(Source records)
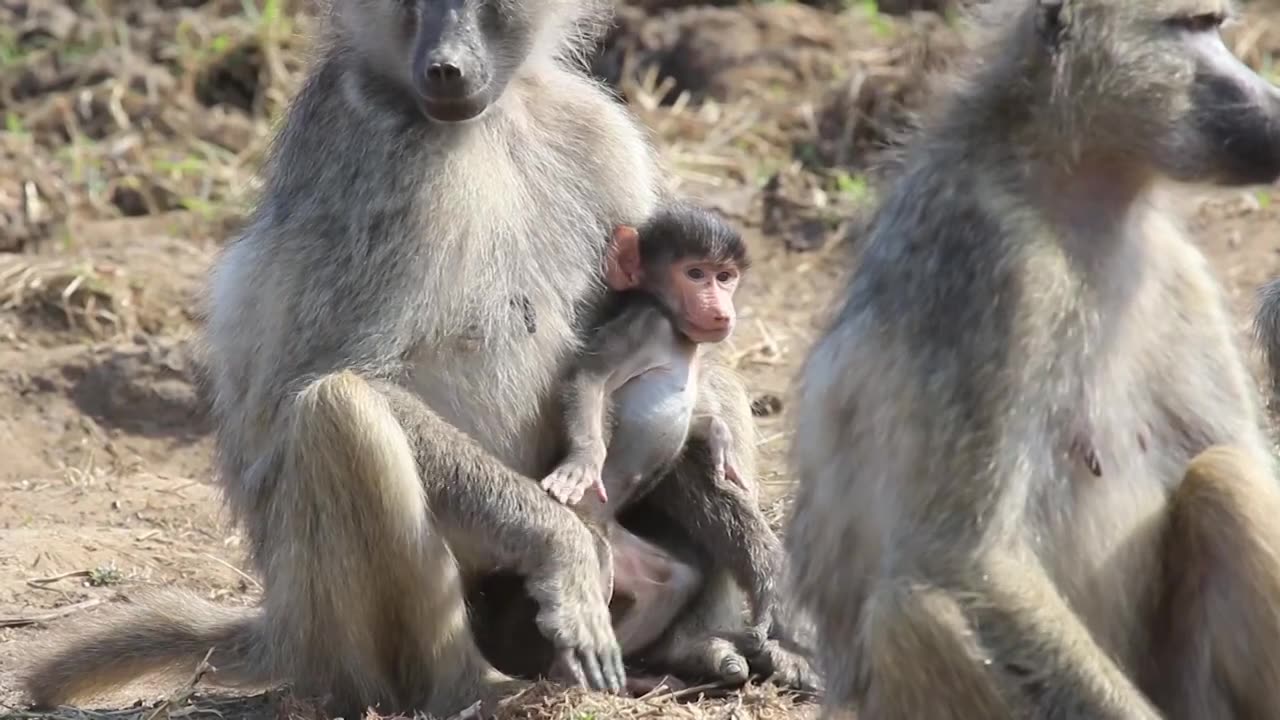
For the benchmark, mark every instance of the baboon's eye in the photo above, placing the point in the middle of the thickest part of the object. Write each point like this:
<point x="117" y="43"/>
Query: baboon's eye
<point x="1202" y="22"/>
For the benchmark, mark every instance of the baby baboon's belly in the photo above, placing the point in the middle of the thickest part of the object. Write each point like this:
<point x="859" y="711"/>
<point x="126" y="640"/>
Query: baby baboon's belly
<point x="652" y="415"/>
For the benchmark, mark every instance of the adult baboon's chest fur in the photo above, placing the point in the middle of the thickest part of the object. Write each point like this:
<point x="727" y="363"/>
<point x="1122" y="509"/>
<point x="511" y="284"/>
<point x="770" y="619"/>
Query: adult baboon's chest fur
<point x="520" y="212"/>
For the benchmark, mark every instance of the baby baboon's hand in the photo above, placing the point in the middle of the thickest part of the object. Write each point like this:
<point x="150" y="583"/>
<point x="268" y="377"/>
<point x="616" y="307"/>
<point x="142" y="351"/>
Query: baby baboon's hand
<point x="720" y="441"/>
<point x="568" y="482"/>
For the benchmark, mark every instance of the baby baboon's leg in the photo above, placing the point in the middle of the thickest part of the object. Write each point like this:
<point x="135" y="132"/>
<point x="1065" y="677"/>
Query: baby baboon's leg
<point x="727" y="523"/>
<point x="364" y="574"/>
<point x="913" y="634"/>
<point x="1221" y="614"/>
<point x="658" y="586"/>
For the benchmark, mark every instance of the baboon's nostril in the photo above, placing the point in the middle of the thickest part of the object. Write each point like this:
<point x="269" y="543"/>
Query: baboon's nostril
<point x="443" y="72"/>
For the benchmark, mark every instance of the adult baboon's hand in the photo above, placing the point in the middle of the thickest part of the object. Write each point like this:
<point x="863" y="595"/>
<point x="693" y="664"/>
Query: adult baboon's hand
<point x="574" y="614"/>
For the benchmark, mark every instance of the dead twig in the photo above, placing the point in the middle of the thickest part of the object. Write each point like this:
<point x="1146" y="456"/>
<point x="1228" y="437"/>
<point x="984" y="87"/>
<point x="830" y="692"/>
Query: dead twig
<point x="23" y="620"/>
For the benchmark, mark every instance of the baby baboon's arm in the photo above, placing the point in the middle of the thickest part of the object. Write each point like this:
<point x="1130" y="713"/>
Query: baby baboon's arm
<point x="617" y="351"/>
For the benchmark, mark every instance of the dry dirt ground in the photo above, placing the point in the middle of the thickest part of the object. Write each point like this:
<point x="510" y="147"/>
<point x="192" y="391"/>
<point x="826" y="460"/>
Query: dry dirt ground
<point x="132" y="132"/>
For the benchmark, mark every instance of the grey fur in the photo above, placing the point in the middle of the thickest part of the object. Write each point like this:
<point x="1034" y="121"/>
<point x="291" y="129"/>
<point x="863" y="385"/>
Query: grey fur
<point x="383" y="346"/>
<point x="1024" y="278"/>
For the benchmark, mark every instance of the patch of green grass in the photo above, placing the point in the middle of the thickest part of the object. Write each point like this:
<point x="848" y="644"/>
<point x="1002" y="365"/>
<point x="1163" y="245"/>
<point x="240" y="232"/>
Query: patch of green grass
<point x="881" y="24"/>
<point x="13" y="123"/>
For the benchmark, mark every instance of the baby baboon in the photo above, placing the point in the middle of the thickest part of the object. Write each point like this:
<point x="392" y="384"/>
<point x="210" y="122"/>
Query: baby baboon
<point x="384" y="342"/>
<point x="1027" y="278"/>
<point x="673" y="285"/>
<point x="635" y="381"/>
<point x="685" y="274"/>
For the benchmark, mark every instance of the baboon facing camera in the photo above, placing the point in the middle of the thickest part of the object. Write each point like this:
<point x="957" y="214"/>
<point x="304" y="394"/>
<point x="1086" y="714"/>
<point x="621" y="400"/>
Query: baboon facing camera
<point x="1025" y="283"/>
<point x="384" y="343"/>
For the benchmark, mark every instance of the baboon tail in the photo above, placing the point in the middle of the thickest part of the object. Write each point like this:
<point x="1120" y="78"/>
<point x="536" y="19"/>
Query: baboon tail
<point x="1266" y="328"/>
<point x="159" y="632"/>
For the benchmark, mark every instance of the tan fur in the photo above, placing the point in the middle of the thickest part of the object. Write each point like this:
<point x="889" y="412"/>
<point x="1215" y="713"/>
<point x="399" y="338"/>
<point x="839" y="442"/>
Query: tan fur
<point x="1027" y="282"/>
<point x="384" y="343"/>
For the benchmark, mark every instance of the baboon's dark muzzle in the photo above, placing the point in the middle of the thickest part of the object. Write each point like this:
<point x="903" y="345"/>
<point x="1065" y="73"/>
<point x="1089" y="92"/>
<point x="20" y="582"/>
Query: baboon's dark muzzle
<point x="449" y="72"/>
<point x="1240" y="121"/>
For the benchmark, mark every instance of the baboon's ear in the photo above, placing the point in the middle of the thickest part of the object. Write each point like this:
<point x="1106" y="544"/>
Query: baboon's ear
<point x="1052" y="21"/>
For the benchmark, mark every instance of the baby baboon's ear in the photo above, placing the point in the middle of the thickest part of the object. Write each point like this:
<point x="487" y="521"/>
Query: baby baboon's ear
<point x="1052" y="21"/>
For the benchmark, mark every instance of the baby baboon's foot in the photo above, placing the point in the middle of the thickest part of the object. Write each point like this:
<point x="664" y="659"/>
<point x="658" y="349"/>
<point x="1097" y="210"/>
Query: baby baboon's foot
<point x="568" y="482"/>
<point x="786" y="668"/>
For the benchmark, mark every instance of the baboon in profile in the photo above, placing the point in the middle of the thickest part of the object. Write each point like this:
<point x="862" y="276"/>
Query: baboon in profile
<point x="384" y="342"/>
<point x="1025" y="282"/>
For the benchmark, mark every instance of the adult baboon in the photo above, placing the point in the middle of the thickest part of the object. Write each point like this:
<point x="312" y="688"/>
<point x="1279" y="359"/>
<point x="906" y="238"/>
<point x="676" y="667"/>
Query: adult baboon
<point x="1025" y="285"/>
<point x="383" y="343"/>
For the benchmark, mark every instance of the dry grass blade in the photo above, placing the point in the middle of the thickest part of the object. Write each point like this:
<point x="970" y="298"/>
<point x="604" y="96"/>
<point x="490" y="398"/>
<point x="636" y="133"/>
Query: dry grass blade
<point x="21" y="621"/>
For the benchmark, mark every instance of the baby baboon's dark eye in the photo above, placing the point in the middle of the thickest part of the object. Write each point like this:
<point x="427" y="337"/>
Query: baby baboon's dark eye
<point x="1203" y="22"/>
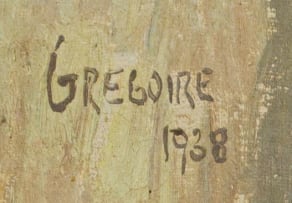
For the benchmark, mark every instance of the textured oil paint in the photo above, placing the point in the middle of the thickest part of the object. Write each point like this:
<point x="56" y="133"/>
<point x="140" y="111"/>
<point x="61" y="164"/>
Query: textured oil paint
<point x="145" y="101"/>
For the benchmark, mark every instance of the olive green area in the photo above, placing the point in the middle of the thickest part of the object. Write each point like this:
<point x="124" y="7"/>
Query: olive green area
<point x="272" y="172"/>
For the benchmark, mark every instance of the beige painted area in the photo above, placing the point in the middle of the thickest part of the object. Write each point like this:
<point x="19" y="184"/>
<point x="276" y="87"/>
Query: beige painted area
<point x="117" y="156"/>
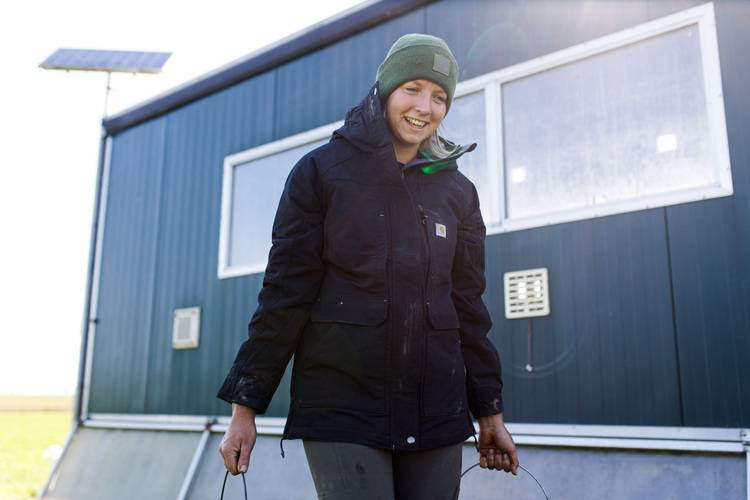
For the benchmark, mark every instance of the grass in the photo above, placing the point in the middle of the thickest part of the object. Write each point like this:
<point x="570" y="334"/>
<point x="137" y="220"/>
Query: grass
<point x="27" y="430"/>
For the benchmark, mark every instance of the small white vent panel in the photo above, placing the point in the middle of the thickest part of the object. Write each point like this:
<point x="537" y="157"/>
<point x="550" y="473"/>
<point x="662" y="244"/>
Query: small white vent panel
<point x="526" y="293"/>
<point x="186" y="327"/>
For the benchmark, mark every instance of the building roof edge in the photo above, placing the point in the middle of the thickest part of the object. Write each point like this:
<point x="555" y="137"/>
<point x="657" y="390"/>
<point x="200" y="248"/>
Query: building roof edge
<point x="319" y="35"/>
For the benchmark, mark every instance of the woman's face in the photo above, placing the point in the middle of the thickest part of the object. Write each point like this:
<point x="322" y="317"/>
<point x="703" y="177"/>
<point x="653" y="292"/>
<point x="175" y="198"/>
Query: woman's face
<point x="413" y="112"/>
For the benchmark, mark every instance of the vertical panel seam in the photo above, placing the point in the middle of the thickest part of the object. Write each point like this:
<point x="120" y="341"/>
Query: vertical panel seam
<point x="155" y="258"/>
<point x="674" y="317"/>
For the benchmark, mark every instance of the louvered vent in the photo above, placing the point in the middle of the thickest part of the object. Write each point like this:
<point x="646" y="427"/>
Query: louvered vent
<point x="526" y="293"/>
<point x="186" y="328"/>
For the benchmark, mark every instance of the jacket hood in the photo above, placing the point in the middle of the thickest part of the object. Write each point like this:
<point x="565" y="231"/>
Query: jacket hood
<point x="365" y="128"/>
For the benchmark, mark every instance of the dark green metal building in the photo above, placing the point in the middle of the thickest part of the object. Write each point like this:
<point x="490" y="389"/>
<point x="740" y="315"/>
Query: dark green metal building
<point x="613" y="153"/>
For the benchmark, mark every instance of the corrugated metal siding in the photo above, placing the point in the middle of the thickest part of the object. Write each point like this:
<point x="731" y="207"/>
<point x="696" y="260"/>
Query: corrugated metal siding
<point x="630" y="293"/>
<point x="199" y="136"/>
<point x="710" y="244"/>
<point x="606" y="353"/>
<point x="127" y="271"/>
<point x="486" y="36"/>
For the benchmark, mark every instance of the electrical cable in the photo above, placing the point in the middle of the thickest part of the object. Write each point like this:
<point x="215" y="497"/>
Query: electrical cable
<point x="244" y="485"/>
<point x="544" y="492"/>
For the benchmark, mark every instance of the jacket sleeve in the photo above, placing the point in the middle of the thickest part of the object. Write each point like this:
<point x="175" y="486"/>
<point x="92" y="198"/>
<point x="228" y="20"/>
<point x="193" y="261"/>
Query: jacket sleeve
<point x="484" y="383"/>
<point x="290" y="287"/>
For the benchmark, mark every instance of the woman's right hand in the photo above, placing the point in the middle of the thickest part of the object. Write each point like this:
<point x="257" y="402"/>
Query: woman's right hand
<point x="239" y="439"/>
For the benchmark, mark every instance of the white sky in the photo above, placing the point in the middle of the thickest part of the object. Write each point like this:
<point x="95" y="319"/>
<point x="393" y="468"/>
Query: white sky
<point x="49" y="138"/>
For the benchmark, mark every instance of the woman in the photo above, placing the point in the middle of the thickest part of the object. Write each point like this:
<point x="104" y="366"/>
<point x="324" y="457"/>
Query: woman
<point x="374" y="283"/>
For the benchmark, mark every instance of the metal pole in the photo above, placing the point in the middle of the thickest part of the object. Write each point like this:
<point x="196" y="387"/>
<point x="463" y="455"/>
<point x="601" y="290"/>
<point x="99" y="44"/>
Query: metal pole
<point x="188" y="481"/>
<point x="106" y="94"/>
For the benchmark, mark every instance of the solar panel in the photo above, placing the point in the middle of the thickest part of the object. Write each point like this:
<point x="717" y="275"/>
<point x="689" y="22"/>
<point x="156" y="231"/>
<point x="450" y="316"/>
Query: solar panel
<point x="106" y="60"/>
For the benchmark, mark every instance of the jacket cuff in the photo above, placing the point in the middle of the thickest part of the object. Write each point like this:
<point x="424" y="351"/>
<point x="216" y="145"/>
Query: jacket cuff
<point x="234" y="390"/>
<point x="485" y="401"/>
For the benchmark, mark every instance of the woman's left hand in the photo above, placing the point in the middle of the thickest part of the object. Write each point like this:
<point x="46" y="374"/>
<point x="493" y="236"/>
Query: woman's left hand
<point x="496" y="447"/>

(Stated problem):
Every line from the line containing "For the benchmark, mark every instance of the jacket cuff" to the last line of the material above must be repeated exactly, and no other line.

(Worked answer):
For the benchmark, mark every instance of the jacket cuff in the photo above, placing the point in the middle of the thickest part of the object. Write each point like this:
<point x="424" y="351"/>
<point x="216" y="145"/>
Query: jacket cuff
<point x="234" y="390"/>
<point x="485" y="401"/>
For the benchmark, mark every instance of the woman's left hand in the photo above, placing the point in the middle of the thickest part of the object. Write each point like this:
<point x="46" y="374"/>
<point x="493" y="236"/>
Query: woman's left hand
<point x="496" y="447"/>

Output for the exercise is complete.